• Article:
+ + + +

Lorsque nous examinons la phonie du terme koko dunda tel que transcrit sur le logo du label, elle renvoie à tout, sauf à la langue jula. Autrement dit, le terme koko dunda ne signifie rien en jula. Le français et le jula n’ayant pas exactement le même nombre de phonèmes, il y a forcément quelques sons qui existent dans l’une de ces langues mais qu’on ne trouve pas dans l’autre, et vice versa. Par exemple, la voyelle nasale on du jula n’existe pas en français. S’entêter donc à transcrire le mot donda du jula avec l’alphabet du français, conduit forcément à la dérive. De même, le mot kɔɔkɔ du jula ne correspond nullement à koko tel que transcrit sur le logo du label. En dehors du fait que la voyelle ɔ ici est réalisée longue, elle ne saurait correspondre à la voyelle o du français.

3-5- Les compétences du MENAPLN ont-elles été sollicitées avant la labellisation ?

+ + + +

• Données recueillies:
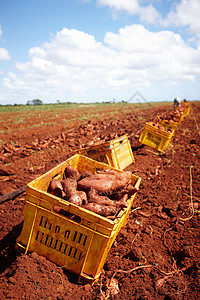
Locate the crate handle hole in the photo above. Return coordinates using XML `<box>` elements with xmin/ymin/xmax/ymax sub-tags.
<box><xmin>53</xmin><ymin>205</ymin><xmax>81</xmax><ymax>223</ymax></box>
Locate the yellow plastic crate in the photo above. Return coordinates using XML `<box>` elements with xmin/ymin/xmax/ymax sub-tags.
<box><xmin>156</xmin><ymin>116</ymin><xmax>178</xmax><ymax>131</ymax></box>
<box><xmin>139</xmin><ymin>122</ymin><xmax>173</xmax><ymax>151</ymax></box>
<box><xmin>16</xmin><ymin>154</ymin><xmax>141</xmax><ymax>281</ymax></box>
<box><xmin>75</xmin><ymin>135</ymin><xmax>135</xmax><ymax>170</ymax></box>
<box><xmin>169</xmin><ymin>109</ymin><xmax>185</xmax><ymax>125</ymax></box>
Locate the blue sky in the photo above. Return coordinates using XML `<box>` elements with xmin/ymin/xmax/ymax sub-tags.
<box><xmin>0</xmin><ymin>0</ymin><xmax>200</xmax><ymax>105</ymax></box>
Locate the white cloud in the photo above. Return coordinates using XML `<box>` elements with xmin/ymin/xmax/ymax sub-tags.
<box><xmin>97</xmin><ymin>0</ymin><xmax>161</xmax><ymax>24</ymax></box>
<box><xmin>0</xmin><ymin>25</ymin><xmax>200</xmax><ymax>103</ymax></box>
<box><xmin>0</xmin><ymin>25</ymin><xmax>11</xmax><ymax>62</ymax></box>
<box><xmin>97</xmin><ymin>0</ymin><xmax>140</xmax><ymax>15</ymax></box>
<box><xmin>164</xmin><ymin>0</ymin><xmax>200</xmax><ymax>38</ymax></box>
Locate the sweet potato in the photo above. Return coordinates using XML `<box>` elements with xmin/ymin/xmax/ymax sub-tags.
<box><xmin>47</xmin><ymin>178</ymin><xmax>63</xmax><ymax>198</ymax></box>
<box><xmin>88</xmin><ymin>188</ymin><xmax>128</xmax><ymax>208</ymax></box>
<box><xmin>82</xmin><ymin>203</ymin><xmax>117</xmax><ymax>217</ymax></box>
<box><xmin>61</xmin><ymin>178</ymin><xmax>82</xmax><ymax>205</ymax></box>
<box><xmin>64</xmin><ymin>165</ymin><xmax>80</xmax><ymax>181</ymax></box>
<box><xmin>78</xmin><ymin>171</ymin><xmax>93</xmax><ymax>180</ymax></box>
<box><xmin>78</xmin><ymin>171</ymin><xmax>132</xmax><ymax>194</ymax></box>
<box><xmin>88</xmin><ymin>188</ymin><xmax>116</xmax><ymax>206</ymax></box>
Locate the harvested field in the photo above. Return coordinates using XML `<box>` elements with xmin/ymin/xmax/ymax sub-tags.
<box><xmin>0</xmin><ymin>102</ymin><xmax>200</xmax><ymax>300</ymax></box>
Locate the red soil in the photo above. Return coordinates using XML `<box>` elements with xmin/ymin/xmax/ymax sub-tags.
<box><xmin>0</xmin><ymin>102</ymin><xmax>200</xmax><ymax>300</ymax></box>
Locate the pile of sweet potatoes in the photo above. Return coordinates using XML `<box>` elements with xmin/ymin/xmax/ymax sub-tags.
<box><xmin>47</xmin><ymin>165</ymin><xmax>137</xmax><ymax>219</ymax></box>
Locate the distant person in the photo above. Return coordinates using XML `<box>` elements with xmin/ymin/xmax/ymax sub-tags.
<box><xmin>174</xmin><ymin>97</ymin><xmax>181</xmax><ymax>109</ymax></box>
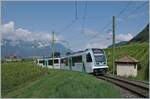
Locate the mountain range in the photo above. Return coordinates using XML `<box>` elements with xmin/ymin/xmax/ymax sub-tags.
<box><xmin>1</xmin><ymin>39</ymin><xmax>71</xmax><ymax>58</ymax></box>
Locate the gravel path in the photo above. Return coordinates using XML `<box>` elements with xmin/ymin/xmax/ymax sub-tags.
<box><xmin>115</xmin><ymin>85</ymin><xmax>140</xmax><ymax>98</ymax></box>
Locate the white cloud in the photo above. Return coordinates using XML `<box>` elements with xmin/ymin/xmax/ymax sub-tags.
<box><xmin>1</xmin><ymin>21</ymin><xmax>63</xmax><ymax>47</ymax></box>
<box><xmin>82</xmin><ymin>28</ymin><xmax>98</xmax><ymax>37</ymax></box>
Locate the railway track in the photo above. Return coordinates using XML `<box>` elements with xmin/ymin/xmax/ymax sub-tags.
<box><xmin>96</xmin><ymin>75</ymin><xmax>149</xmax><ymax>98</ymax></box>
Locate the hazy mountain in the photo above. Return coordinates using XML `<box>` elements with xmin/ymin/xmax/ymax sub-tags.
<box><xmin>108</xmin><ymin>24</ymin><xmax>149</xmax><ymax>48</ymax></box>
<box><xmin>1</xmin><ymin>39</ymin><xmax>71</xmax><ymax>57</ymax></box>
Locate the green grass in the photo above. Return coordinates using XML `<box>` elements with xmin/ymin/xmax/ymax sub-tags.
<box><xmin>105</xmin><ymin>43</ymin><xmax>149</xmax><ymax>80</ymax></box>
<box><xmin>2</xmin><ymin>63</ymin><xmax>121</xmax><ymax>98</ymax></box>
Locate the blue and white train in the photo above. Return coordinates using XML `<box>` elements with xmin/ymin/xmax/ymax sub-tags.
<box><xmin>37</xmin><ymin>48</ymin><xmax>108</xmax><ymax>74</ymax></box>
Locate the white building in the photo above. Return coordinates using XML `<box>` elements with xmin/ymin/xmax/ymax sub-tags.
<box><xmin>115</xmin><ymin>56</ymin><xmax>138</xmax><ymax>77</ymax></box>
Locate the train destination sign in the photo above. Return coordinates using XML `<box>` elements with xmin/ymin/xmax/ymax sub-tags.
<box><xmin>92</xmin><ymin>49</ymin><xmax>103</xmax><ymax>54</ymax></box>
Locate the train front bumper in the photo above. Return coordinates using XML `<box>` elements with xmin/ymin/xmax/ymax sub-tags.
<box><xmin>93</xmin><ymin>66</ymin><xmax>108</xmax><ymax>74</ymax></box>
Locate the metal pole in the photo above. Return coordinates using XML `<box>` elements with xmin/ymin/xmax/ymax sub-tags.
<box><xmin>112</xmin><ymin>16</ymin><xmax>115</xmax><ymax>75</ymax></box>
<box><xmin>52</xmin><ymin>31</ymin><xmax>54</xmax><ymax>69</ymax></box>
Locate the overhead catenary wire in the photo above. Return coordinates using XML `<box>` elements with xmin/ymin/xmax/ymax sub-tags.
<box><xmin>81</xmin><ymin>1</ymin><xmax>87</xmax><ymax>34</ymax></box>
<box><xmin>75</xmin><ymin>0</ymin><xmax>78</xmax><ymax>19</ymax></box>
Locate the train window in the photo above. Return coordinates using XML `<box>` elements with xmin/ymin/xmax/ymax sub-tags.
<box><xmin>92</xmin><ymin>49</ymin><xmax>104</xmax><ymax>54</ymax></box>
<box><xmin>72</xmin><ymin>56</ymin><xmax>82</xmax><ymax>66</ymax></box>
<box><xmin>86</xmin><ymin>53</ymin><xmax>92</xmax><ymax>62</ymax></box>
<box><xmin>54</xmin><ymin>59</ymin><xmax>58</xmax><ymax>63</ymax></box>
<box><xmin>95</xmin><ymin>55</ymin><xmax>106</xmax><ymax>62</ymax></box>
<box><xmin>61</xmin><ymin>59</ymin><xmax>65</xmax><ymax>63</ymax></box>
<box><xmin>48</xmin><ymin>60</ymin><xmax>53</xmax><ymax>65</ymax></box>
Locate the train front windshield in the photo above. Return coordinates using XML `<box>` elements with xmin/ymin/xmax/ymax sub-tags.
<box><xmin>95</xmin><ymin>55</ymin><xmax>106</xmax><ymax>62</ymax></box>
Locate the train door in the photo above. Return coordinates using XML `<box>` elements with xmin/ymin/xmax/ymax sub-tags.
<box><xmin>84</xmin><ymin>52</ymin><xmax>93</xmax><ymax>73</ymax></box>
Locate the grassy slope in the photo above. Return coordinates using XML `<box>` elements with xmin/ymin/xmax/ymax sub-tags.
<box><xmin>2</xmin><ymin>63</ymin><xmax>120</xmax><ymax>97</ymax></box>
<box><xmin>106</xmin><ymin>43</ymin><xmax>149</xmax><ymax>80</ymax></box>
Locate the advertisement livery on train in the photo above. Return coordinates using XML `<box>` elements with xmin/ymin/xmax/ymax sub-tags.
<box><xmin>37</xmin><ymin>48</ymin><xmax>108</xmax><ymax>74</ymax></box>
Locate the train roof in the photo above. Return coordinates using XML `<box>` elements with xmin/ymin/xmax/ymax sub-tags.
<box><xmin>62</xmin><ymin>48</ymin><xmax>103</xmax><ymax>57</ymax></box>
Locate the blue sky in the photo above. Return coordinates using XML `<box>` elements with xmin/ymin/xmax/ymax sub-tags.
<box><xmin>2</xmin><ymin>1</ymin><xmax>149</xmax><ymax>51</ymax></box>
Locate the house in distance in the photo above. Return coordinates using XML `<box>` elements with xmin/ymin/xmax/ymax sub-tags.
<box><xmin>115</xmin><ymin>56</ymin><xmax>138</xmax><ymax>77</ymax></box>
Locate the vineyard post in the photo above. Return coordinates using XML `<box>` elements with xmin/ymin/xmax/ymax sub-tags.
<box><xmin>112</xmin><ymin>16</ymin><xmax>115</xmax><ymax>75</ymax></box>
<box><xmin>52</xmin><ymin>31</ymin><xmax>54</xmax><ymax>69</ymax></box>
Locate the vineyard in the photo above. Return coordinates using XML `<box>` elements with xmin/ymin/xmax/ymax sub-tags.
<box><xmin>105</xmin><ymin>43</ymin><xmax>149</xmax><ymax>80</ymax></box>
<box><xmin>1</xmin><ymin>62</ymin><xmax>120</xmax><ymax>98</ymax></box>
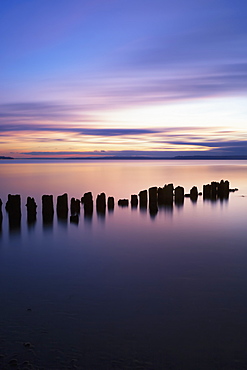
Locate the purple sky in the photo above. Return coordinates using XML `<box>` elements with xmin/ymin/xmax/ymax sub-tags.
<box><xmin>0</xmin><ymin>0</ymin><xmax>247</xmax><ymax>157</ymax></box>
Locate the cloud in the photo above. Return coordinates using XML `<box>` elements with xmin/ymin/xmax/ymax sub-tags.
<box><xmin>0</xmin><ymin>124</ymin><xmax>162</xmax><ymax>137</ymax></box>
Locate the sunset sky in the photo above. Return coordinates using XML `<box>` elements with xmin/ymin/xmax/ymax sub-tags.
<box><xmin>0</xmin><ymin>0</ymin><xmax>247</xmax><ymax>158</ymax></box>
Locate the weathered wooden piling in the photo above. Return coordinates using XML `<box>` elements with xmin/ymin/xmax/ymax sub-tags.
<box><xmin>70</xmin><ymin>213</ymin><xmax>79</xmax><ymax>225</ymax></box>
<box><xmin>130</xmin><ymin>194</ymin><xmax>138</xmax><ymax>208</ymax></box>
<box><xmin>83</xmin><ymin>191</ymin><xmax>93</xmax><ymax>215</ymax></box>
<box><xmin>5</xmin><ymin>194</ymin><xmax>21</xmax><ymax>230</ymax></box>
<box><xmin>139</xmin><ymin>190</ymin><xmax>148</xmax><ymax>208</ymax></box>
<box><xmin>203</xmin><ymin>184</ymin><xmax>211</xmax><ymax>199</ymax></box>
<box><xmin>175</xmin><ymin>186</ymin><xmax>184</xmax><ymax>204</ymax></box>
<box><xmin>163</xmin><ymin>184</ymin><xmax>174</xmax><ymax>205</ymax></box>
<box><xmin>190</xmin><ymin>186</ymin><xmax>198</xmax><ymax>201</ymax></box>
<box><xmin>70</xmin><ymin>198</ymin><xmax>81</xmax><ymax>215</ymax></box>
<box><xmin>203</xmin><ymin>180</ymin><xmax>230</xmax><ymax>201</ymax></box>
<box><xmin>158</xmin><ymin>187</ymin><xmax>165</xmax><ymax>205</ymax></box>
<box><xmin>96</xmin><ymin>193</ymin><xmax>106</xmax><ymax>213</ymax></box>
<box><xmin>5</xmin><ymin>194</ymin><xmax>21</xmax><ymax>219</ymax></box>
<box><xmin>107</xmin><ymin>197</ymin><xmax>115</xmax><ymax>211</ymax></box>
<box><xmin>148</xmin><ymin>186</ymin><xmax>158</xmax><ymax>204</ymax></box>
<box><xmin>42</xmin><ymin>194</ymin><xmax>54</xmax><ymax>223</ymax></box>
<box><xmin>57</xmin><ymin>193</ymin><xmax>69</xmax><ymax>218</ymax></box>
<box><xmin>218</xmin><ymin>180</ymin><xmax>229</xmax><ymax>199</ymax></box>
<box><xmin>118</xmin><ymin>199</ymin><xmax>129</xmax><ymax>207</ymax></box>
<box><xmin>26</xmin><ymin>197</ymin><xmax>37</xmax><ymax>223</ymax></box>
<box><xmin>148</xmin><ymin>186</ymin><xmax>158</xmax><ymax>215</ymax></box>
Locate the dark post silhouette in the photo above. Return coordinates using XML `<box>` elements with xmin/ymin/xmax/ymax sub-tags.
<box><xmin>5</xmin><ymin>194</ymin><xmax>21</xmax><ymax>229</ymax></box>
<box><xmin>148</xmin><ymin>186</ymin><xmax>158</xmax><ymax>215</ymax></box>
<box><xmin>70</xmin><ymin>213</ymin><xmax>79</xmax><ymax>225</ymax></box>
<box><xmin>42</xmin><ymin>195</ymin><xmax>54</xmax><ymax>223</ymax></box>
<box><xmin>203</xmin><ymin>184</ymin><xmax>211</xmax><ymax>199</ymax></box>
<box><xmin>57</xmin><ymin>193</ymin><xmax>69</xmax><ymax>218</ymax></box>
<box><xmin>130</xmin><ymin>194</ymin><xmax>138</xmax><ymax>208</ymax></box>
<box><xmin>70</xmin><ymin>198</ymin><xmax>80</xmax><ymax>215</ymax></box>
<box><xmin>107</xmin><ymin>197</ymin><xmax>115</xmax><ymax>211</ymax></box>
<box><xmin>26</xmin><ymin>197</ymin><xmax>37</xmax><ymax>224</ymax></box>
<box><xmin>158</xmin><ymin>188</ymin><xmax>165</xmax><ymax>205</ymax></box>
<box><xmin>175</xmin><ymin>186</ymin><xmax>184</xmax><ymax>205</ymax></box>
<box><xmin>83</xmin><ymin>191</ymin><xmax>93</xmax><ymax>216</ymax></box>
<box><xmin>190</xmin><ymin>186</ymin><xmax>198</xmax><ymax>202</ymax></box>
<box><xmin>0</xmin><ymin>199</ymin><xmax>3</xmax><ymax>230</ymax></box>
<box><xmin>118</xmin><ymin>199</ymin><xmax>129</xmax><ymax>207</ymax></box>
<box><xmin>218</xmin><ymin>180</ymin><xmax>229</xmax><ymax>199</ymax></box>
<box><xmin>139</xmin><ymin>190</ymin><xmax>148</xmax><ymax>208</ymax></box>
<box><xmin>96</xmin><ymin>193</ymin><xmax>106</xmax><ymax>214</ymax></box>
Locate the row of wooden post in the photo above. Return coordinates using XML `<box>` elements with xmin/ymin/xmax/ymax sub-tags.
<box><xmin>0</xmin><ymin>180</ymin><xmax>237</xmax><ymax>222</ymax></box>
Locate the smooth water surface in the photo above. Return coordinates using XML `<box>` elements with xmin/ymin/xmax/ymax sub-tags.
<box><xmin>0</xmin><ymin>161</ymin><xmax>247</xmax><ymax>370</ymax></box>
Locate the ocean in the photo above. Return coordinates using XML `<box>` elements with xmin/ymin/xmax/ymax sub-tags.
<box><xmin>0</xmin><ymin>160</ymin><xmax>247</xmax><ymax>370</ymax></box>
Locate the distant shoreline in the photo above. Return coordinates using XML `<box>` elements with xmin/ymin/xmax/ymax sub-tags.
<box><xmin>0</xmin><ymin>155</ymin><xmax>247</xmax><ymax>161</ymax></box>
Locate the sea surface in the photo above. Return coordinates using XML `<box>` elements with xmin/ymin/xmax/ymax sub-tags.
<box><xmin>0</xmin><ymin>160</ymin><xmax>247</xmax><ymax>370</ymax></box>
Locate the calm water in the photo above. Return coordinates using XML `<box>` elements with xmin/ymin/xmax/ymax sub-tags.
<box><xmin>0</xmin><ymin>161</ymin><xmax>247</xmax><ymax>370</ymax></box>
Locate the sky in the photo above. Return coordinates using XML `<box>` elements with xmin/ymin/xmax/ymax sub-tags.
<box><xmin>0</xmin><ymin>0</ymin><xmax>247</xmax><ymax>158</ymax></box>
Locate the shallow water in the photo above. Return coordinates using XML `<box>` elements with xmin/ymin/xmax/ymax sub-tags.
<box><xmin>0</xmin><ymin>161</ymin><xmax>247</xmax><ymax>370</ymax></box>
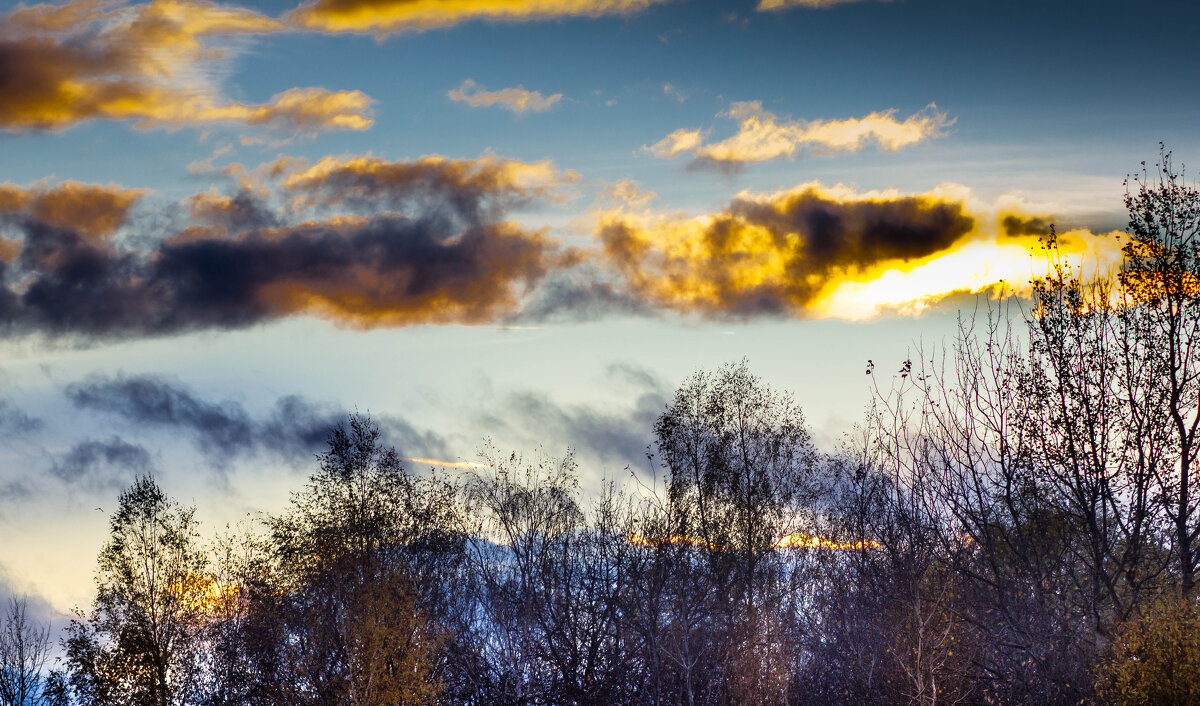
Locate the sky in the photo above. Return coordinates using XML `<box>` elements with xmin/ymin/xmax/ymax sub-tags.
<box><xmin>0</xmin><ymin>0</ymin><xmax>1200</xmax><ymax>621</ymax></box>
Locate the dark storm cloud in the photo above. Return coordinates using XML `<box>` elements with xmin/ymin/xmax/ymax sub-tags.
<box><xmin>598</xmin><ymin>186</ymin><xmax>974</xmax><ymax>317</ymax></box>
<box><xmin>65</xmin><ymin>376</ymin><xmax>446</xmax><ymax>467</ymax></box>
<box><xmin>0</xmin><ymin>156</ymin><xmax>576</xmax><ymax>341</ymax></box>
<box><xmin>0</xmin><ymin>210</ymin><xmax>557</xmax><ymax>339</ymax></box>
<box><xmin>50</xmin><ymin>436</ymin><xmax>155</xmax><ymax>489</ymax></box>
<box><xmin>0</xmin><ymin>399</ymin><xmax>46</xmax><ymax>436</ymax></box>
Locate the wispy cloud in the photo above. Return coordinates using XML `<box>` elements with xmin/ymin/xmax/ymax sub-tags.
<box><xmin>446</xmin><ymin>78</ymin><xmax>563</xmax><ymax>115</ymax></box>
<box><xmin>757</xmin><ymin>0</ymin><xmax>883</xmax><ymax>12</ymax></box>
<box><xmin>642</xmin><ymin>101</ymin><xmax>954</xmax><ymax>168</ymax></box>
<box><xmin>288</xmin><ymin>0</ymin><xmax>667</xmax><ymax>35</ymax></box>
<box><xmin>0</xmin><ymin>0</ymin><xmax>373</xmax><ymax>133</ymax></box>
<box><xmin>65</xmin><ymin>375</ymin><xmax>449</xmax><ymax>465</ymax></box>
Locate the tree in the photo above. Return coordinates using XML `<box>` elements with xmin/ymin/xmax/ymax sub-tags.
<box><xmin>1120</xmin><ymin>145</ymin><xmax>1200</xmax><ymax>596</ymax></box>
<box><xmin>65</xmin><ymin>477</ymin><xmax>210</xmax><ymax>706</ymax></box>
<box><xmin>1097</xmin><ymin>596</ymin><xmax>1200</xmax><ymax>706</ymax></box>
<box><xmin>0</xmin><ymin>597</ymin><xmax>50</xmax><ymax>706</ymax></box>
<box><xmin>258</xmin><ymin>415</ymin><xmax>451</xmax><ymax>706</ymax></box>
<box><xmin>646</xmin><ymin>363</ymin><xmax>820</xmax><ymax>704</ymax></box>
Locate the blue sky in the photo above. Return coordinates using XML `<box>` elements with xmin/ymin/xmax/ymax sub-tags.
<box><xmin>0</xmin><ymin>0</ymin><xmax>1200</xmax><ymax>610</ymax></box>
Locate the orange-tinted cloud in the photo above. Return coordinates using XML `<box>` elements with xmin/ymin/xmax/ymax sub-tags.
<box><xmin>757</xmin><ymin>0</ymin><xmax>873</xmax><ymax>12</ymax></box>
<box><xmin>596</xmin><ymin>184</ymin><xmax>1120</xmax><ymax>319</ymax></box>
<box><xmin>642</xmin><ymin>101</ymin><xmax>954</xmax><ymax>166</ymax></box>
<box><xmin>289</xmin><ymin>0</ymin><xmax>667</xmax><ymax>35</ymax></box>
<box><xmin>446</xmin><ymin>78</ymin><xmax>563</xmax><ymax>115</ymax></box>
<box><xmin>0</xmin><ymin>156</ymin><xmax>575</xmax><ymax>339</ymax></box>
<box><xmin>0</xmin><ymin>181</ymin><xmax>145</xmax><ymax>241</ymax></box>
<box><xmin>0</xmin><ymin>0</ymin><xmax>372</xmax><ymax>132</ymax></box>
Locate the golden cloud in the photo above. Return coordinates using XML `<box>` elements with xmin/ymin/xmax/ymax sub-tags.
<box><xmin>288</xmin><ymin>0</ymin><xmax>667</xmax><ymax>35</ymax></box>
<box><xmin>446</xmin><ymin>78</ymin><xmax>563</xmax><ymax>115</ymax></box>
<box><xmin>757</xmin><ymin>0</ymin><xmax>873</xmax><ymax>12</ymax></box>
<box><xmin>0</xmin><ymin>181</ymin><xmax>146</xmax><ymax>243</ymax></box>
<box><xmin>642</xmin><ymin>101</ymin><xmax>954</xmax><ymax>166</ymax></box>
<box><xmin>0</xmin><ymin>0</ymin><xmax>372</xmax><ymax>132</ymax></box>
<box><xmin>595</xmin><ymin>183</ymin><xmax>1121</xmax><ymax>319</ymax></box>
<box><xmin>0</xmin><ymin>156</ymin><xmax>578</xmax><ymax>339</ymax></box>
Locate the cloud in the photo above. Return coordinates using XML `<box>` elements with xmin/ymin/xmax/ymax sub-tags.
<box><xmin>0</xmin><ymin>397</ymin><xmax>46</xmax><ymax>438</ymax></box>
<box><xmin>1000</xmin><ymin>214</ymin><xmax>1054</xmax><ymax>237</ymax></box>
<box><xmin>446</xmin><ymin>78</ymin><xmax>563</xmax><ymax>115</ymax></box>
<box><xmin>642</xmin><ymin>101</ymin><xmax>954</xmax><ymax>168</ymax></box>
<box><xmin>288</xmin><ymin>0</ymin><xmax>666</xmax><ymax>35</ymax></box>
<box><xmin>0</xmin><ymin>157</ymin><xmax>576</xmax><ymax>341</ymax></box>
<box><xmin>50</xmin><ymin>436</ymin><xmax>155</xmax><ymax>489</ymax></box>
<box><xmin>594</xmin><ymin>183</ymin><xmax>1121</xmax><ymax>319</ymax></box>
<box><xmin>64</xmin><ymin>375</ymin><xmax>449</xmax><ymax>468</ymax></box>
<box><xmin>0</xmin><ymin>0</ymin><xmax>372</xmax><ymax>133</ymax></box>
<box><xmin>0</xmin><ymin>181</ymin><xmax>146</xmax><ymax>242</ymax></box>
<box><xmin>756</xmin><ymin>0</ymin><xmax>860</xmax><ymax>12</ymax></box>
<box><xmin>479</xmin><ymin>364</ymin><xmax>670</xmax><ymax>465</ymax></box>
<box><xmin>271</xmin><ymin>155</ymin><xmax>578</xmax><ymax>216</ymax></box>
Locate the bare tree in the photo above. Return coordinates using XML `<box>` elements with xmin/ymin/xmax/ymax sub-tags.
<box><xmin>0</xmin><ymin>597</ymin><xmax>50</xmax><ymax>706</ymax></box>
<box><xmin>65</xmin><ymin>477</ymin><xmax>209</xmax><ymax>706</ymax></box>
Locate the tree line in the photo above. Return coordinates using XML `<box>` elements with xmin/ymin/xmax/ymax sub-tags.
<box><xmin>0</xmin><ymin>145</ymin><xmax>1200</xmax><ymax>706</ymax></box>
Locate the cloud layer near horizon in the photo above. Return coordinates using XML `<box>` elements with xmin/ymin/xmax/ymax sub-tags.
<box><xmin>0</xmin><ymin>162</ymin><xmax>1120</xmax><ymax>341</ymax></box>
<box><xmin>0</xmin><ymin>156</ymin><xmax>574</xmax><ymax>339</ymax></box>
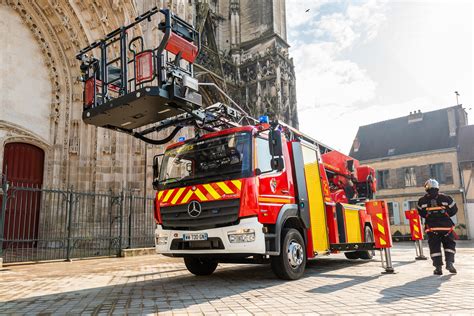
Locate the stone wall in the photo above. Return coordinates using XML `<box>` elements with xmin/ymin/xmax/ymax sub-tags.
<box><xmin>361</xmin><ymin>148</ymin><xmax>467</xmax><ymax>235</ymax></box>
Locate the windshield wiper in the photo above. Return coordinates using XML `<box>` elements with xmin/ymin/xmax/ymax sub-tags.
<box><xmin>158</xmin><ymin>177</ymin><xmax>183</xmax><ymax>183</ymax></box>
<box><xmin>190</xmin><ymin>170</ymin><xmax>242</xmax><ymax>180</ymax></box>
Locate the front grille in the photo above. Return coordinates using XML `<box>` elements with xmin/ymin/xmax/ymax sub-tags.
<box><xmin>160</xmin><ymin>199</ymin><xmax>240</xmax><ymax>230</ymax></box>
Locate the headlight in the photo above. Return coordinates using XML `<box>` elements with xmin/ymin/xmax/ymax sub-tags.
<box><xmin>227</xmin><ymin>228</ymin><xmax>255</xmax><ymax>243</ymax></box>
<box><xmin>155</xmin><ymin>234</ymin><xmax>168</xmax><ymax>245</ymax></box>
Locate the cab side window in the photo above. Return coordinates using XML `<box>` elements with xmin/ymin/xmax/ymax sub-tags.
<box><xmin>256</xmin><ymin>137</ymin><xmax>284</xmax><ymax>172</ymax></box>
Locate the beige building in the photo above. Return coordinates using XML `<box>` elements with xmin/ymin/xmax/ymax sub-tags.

+ + + +

• Consignes à suivre:
Dites si chacune des affirmations suivantes concorde avec l'article sur la transcription de koko dunda. Répondez par oui ou par non et citez les mots de l'article qui tranchent.
1. Le terme koko dunda a un sens en jula.
2. La voyelle nasale on du jula existe aussi en français.
3. Dans le mot kɔɔkɔ du jula, la voyelle ɔ est réalisée longue.

• Réponse:
1. Non : « le terme koko dunda ne signifie rien en jula ».
2. Non : « la voyelle nasale on du jula n’existe pas en français ».
3. Oui : « la voyelle ɔ ici est réalisée longue ».